Short task
Copy out the lines below word for word, leaving nothing changed.

Material
= = = =
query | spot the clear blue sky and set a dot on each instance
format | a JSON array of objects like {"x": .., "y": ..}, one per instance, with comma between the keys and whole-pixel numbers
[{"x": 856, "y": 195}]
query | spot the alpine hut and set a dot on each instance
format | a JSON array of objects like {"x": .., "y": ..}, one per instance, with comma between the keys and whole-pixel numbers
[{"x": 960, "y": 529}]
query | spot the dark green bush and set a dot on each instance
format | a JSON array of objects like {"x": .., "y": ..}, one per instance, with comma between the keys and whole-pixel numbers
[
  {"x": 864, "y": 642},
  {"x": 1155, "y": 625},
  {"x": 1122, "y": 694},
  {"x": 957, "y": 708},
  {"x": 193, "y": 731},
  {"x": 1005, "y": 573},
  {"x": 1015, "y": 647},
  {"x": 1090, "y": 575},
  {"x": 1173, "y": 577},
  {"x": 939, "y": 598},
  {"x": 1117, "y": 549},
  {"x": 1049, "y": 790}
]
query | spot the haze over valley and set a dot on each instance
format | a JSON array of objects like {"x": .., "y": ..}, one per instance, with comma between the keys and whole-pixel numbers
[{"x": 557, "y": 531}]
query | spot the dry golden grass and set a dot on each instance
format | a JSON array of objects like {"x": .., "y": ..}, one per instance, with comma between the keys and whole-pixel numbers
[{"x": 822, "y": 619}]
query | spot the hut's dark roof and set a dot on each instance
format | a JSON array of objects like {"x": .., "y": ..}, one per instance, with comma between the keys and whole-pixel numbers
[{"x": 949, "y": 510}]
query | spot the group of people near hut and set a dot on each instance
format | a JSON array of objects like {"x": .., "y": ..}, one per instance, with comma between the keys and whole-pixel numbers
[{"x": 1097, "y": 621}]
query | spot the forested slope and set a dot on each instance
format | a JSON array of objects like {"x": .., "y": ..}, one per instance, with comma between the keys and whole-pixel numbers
= = = =
Exercise response
query | spot the clear blue sky and set a dot on each instance
format | a JSON array of objects like {"x": .., "y": ..}, one per instance, with comma between the keys and whole-pixel numbers
[{"x": 856, "y": 195}]
query | spot the alpine hut and set a dot on each instance
format | a JSON array of objects like {"x": .., "y": ..}, one per instance, with comma between the keys and whole-pixel numbers
[{"x": 960, "y": 529}]
query | spot the dark green bush and set a dot on each instance
format | a JSON array of objects like {"x": .., "y": ..}, one per instance, with comma between the keys and whole-pixel numbers
[
  {"x": 864, "y": 642},
  {"x": 1155, "y": 625},
  {"x": 1122, "y": 694},
  {"x": 957, "y": 708},
  {"x": 193, "y": 731},
  {"x": 1005, "y": 573},
  {"x": 1015, "y": 647},
  {"x": 1090, "y": 575},
  {"x": 1173, "y": 577},
  {"x": 939, "y": 598},
  {"x": 1117, "y": 549},
  {"x": 1049, "y": 790}
]
query | spot the haze over valley and set a dot on each instance
format | a JSON array of objects like {"x": .., "y": ..}, one per instance, with comma between the keys and whole-pixel numbers
[{"x": 557, "y": 531}]
query | spot the dry golden grass and set a dot on each instance
format | a JSON array of objects like {"x": .., "y": ..}, one per instance, with comma between the keys and whole-pixel numbers
[{"x": 822, "y": 619}]
query | spot the hut's dark roof and set a dot on each instance
format | a JSON array of objects like {"x": .., "y": ..}, one per instance, with comma between the keys and whole-pixel numbers
[{"x": 949, "y": 510}]
query | spot the group of people near hut and set a dot on each instance
format | a JSON array of objects like {"x": .., "y": ..}, one per instance, with comma between the keys and whole-pixel numbers
[{"x": 1097, "y": 621}]
query | spot the forested slope and set a dot on each instance
format | a JSON array of objects like {"x": .., "y": ..}, one per instance, with comma between the keys and whole-pixel numbers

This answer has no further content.